Copy out all lines from the entries below in which "white" occurs.

◆ Dataset content ◆
------------------------

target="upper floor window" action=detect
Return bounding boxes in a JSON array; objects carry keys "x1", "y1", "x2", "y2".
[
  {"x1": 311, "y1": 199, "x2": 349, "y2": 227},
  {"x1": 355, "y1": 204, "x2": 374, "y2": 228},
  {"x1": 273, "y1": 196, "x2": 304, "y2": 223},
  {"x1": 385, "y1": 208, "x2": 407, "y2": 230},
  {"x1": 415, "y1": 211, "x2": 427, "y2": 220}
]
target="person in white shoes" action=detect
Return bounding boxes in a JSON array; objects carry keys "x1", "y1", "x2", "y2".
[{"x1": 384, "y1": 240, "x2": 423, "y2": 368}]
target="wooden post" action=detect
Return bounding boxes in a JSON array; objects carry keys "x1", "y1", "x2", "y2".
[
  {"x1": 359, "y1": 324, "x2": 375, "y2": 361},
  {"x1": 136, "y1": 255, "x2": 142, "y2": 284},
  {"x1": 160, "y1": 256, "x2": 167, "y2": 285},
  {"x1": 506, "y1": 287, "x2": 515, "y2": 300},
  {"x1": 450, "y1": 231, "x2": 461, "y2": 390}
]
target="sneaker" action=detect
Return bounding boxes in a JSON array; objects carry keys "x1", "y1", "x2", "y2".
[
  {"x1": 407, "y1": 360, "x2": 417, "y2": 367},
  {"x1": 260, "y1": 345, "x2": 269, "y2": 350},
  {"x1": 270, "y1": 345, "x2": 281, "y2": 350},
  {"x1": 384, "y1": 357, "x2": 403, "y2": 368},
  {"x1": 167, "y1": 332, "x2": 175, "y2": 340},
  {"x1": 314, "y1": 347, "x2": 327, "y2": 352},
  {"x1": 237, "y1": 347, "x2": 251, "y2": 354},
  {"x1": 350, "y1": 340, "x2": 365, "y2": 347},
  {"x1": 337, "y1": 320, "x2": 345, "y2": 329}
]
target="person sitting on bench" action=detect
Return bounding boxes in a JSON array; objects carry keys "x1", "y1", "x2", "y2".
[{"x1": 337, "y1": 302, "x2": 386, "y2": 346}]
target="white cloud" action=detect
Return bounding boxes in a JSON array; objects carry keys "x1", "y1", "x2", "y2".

------------------------

◆ Solution ◆
target="person in white shoes" action=detect
target="white cloud" action=detect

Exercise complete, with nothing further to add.